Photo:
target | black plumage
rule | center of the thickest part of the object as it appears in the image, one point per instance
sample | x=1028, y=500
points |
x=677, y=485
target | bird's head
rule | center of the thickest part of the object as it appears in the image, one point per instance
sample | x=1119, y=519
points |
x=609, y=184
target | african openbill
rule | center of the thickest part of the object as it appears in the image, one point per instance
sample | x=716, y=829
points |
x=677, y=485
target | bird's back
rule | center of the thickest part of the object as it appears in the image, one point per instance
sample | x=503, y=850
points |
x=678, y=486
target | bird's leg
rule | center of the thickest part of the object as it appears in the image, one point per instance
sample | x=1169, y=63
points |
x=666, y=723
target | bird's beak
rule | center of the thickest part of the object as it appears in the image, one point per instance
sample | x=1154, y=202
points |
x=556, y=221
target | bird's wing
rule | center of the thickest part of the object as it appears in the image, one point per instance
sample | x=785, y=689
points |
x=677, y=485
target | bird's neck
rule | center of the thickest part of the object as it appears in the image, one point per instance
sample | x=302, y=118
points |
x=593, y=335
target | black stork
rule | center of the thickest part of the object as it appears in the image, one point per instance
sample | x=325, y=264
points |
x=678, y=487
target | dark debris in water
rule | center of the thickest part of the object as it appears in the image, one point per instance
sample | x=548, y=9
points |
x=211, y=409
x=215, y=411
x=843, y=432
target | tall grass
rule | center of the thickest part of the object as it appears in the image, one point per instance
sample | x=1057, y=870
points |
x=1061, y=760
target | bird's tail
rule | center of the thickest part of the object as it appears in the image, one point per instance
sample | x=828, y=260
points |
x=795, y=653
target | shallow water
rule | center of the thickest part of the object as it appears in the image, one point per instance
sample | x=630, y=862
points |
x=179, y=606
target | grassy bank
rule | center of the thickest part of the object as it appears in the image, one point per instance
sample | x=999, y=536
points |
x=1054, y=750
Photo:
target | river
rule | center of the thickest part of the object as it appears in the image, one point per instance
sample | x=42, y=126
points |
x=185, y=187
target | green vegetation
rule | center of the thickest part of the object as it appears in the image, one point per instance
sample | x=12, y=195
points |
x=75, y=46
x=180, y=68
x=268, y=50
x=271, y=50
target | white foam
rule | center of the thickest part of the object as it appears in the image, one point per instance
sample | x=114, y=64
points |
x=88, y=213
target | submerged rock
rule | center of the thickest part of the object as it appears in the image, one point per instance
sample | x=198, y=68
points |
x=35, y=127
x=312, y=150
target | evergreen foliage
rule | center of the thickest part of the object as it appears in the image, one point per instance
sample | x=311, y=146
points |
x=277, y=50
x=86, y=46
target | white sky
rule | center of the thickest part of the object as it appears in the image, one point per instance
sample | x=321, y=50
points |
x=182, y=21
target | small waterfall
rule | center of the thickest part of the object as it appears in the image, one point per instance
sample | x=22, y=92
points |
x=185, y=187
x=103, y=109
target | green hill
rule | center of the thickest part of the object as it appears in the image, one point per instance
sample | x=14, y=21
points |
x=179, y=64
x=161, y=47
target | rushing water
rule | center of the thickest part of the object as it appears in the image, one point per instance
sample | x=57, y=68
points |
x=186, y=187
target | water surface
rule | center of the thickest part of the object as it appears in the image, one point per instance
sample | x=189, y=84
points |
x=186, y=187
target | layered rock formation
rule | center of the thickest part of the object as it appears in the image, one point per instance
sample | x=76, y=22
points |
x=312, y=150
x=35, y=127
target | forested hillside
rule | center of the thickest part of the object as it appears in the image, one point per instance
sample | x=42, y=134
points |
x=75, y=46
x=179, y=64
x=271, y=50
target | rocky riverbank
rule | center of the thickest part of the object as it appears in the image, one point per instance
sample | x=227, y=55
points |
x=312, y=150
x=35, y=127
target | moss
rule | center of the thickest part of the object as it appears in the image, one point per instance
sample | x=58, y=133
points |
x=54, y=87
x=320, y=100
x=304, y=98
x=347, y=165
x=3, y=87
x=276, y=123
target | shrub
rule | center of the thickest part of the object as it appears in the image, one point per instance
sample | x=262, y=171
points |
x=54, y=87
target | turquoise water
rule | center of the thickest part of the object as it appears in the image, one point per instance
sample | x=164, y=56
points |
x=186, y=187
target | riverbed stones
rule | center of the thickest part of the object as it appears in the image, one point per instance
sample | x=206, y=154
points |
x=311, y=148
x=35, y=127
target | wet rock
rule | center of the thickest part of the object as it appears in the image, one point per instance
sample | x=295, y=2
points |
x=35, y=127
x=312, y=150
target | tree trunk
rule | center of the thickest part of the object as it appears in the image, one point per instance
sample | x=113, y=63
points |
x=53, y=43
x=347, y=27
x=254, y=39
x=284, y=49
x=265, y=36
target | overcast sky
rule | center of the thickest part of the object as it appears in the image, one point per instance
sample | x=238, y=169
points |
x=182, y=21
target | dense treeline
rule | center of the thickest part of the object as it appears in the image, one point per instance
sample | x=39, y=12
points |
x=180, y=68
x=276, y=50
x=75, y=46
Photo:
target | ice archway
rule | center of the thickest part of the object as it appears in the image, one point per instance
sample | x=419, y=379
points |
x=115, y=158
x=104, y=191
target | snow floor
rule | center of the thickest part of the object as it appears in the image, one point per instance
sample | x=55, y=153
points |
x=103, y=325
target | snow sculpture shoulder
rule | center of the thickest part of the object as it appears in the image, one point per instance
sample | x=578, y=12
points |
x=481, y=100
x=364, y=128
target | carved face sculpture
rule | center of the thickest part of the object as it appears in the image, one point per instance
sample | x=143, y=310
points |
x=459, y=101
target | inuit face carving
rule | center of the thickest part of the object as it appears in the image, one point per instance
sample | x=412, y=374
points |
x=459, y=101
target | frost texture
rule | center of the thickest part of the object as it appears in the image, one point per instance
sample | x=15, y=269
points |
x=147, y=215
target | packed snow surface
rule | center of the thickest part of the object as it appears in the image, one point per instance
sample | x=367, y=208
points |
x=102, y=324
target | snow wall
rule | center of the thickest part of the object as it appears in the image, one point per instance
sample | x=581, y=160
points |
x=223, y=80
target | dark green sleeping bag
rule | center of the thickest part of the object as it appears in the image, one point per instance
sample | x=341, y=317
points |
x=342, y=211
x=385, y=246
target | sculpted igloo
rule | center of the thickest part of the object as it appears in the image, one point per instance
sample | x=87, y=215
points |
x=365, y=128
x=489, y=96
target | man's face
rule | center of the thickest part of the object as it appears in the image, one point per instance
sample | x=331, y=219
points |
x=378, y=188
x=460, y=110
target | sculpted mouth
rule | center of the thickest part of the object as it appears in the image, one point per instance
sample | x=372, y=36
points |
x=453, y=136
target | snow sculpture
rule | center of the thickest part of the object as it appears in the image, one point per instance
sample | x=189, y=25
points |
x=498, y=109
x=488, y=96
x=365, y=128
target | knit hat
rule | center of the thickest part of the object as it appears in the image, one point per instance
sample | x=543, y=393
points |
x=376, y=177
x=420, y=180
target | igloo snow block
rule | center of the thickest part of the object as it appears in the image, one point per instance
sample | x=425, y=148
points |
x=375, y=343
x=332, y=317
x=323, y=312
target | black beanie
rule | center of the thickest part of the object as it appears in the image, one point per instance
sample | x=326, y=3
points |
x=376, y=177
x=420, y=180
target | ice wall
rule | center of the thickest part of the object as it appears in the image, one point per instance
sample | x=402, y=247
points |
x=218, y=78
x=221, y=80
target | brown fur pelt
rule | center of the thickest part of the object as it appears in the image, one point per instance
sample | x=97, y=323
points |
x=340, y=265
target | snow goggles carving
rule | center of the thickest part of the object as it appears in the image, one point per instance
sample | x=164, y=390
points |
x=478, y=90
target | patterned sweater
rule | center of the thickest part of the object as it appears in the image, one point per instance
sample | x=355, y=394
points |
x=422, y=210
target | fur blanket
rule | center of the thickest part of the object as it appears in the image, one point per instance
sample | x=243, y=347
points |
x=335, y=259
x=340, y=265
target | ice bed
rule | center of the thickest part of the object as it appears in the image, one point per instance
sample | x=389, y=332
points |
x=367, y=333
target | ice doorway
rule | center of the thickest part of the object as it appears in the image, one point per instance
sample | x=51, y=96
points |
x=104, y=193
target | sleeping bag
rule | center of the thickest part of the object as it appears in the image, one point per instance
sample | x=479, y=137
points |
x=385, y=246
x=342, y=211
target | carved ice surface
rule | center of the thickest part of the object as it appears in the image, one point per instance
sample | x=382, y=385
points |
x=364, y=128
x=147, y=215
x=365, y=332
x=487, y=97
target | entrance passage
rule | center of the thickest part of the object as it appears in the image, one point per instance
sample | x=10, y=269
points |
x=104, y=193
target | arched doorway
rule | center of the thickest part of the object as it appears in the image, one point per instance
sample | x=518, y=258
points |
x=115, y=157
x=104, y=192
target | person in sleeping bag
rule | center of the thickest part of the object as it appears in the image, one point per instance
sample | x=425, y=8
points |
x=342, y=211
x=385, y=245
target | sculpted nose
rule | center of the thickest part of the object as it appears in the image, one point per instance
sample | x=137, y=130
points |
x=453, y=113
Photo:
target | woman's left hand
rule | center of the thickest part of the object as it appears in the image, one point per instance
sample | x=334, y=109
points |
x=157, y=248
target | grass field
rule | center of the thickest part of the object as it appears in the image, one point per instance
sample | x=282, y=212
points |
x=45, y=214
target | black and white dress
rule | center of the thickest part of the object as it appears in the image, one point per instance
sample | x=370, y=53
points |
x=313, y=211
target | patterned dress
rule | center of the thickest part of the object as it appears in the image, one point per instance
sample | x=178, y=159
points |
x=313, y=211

**Prompt:**
Reproduce the stretch of the data from its beginning through the line containing "x=609, y=184", keeping every line, and shift each x and y coordinate in the answer points up by 4. Leave the sample coordinates unchanged.

**Exercise response:**
Photo:
target | black plumage
rule | center of the thickest part of the object as it appears in the image, one point per instance
sample | x=1028, y=500
points |
x=681, y=489
target | bird's head
rule | center of the thickest part of the object as it appears in the image, one point per instance
sample | x=1119, y=519
points |
x=613, y=188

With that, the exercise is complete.